▶ WORK TO BE COMPLETED: Pick out every line in the records below that contains the word "forest" and copy each of those lines. Treat uppercase and lowercase letters as different.

Data listing
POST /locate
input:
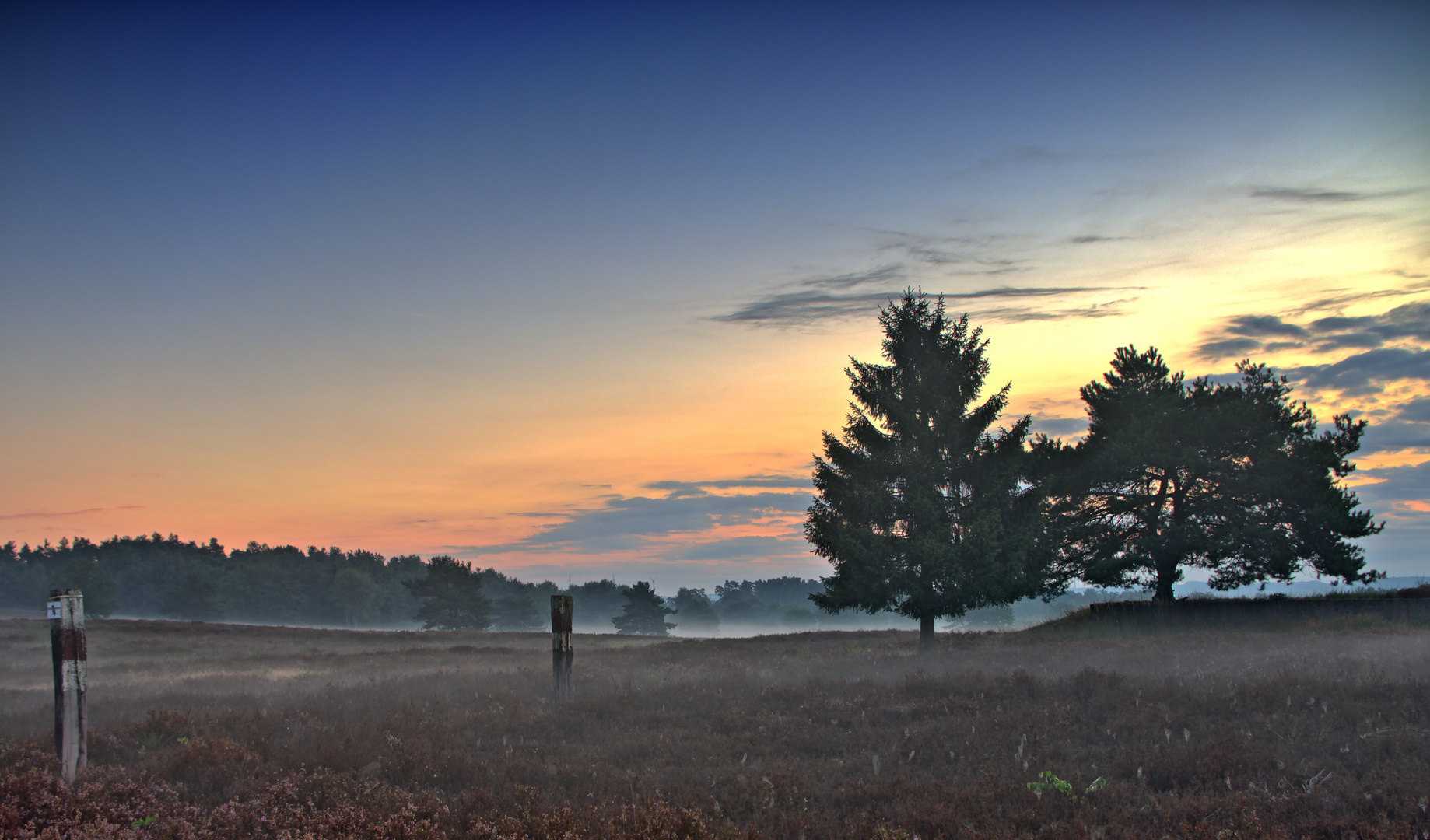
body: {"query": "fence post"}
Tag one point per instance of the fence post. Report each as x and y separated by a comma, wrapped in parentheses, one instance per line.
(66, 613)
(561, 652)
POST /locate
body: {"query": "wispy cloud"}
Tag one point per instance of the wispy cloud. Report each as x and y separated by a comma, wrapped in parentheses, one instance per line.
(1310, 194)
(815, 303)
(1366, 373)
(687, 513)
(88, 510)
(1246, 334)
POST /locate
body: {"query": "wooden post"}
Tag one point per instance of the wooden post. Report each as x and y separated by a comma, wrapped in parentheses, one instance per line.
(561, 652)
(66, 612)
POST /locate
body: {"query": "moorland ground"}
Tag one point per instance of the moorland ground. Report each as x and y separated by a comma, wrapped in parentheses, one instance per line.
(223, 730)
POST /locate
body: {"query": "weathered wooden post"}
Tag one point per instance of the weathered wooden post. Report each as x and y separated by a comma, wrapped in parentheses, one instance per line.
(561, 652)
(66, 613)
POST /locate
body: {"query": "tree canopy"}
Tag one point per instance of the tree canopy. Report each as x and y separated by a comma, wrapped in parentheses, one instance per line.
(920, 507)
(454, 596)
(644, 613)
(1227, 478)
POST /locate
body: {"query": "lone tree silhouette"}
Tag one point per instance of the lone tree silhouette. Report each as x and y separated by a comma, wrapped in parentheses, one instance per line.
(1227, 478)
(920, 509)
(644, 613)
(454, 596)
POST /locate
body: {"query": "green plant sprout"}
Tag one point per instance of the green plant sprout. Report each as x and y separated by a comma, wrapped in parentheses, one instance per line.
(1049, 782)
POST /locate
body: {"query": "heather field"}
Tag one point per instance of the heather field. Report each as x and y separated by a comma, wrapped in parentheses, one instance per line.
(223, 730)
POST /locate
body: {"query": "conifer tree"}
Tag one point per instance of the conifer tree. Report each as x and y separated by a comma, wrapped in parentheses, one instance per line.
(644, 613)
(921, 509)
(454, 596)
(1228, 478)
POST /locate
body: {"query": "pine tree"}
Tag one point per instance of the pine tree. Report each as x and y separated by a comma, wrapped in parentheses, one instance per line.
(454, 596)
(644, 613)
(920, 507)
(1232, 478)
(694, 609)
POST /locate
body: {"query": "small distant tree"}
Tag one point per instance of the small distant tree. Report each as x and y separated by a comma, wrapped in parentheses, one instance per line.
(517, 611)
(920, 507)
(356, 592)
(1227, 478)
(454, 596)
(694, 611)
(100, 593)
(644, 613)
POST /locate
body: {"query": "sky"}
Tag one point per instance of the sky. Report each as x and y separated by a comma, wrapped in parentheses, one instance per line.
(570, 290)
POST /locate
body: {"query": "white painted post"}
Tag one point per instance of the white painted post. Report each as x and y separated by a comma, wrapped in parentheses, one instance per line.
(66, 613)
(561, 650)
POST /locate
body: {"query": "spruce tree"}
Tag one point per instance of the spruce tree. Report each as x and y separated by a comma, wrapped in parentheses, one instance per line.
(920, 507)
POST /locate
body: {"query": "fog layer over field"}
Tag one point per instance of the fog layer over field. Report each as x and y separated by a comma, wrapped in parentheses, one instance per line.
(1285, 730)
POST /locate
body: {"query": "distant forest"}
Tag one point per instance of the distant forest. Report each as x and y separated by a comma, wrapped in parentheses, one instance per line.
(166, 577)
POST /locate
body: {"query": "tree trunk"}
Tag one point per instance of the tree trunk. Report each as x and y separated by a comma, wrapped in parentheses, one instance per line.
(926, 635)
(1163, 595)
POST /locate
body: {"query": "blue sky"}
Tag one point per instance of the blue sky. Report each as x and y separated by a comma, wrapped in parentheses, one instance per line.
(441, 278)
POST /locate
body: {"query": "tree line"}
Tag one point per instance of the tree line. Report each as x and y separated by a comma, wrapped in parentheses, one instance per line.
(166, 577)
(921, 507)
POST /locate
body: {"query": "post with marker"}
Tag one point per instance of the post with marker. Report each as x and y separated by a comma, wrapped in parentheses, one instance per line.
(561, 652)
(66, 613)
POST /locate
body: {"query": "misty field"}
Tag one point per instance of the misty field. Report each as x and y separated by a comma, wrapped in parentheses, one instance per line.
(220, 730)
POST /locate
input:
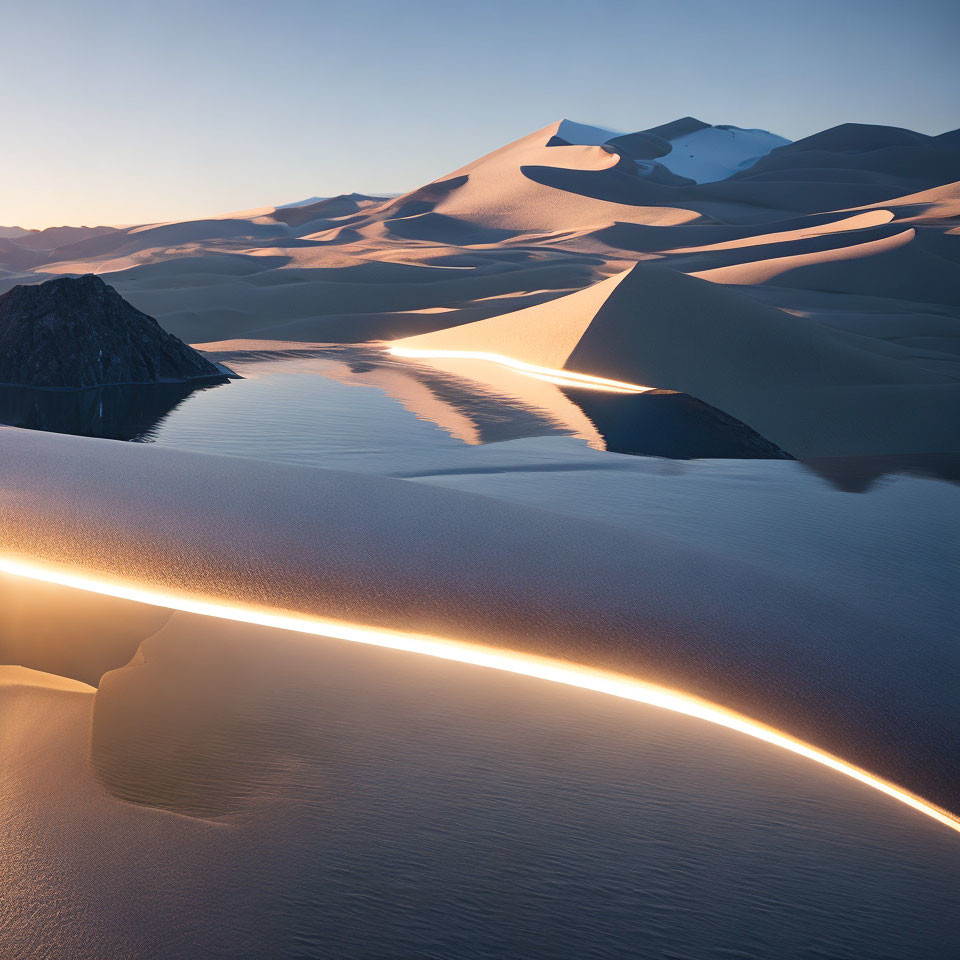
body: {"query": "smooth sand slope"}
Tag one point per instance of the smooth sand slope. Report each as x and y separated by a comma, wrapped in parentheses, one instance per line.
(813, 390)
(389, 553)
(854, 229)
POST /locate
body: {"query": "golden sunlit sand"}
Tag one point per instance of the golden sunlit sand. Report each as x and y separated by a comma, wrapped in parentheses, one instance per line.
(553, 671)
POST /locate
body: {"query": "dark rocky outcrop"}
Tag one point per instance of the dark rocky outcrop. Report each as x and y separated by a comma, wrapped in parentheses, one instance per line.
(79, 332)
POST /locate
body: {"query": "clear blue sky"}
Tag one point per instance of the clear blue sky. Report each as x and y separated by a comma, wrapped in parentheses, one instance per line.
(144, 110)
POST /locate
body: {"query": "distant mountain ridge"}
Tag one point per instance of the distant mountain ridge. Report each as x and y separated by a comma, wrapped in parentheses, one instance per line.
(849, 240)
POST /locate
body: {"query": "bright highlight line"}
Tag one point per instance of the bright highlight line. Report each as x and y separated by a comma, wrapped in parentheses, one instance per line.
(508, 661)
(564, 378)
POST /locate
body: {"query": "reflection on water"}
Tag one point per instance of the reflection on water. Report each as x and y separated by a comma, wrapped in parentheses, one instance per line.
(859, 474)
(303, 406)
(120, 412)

...

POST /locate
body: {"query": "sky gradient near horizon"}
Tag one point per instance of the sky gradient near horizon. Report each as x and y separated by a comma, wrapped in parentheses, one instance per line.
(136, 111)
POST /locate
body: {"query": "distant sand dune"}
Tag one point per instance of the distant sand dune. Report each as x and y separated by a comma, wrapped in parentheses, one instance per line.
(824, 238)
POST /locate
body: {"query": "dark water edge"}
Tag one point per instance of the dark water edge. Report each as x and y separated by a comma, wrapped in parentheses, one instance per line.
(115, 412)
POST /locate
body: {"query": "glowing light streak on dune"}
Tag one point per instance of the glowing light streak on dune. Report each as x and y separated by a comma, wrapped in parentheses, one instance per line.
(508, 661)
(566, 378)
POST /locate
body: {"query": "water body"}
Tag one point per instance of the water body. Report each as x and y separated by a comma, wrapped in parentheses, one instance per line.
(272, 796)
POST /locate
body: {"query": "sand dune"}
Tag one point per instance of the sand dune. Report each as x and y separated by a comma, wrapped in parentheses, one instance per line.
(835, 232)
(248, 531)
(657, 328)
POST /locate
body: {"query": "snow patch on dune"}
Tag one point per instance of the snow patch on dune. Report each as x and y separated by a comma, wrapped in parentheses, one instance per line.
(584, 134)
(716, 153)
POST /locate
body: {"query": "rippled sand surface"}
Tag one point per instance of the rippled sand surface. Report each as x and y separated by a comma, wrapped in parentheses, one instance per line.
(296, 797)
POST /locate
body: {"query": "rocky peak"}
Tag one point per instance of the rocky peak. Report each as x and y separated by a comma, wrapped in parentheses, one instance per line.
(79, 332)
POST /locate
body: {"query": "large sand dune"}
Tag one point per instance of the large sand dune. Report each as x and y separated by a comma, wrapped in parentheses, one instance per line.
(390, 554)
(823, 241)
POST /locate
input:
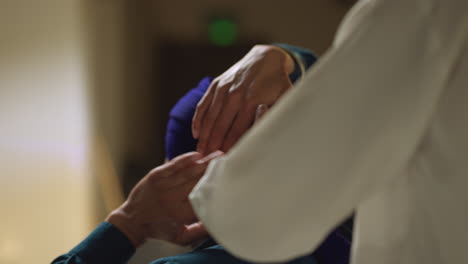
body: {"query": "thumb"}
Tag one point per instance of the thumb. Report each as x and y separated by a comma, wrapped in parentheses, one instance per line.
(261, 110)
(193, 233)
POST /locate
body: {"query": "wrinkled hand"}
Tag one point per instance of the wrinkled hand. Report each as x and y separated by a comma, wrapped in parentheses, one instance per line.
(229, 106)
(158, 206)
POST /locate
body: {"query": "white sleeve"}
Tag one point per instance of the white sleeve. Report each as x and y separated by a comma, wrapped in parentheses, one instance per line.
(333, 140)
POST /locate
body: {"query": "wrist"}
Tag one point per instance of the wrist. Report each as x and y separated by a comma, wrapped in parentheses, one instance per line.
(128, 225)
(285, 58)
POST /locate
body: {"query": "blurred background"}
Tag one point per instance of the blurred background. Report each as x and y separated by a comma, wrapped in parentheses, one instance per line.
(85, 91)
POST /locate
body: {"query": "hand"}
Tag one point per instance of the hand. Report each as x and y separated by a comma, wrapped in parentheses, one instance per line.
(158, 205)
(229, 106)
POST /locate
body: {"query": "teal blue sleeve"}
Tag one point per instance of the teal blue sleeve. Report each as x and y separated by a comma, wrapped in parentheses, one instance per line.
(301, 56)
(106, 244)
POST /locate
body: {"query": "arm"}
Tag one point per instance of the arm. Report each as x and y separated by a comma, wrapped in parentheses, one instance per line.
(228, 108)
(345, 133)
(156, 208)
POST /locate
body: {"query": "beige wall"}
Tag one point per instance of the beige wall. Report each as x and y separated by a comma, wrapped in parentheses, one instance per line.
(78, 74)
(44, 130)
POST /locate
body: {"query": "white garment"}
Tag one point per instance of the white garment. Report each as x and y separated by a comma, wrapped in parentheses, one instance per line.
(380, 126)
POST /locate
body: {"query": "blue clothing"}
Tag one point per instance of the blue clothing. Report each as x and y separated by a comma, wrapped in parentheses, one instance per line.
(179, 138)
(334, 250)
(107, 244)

▶ ANSWER TO THE PROBLEM:
body: {"query": "distant forest"}
Tag one point per instance of the distant forest. Report each as x and y separated by a comma, wrapped in parentheses, one instance per line.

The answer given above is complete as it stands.